» **What is needed**
Your task is to output all the records below, word for word.

(Records from a data collection)
╭──
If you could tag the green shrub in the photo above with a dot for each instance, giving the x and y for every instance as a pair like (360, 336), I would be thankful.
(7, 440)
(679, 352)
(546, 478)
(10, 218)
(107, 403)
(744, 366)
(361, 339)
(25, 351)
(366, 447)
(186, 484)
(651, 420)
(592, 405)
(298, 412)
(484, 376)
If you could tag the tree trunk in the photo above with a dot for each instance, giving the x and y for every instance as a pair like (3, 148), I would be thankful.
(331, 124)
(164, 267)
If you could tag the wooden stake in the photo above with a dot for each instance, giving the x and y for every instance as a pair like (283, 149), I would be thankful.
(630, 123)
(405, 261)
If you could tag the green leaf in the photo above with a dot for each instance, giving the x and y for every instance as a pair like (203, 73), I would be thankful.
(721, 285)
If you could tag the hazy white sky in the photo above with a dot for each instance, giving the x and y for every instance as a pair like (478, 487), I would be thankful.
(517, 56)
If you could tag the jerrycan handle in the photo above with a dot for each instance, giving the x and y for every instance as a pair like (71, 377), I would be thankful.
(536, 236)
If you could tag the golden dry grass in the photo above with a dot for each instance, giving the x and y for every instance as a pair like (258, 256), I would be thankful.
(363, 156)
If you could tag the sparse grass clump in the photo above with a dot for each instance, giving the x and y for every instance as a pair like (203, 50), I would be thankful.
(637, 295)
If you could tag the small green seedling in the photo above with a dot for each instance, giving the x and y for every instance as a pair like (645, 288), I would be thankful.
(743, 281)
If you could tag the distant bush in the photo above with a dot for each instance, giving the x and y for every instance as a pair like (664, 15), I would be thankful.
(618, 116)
╰──
» **Solution to the problem**
If you could tag the green shrub in the photo above with a dot for each instance, giving the x and y for every instance as a pair like (360, 336), I would be thankful.
(7, 440)
(679, 352)
(546, 478)
(10, 218)
(107, 403)
(744, 366)
(361, 339)
(25, 351)
(366, 447)
(186, 484)
(651, 420)
(592, 405)
(298, 412)
(484, 376)
If you could tag the tree trunk in the photo above with a dot for each instance, giving the x and y for every instance as a pair like (3, 148), I would be thankful.
(331, 124)
(164, 267)
If you could tag the wooden stake in the photo above with a dot for each instance, giving the x and y for every instance as a pair like (283, 149), I would be thankful.
(630, 123)
(405, 261)
If you could tag the green leaf in the photo above with a dot for each instance, giving the x and y for every instance as a pair like (203, 73), I would be thankful.
(721, 285)
If you could tag the hazy white sky in the photo above with a dot for each instance, giving the x and y for every instance as a pair like (478, 487), I would be thankful.
(517, 56)
If you could tag the jerrycan handle in the photo above with a dot for each instance, giving the x and y for every instance as a pair like (71, 377), I would be thankful.
(536, 236)
If you could tag the golden dry grass in the photo above with a dot for each instance, giving the x and y for every instance as a pair like (258, 256), I would be thankful.
(363, 156)
If you could tag the sparse grass clump in the photo above with a dot for each instance, giving the x and y for every instance as a pair like (203, 50), I would be thankful.
(637, 295)
If you could tag the small green seedling in the photo above with a dot for each instance, giving the x and y for every instance as a pair like (645, 288), I would be thankful.
(743, 281)
If you could tag the distant bush in the photo above with a dot for each instance, giving the x and y for every instance as a pair like (664, 15), I would be thankful.
(618, 116)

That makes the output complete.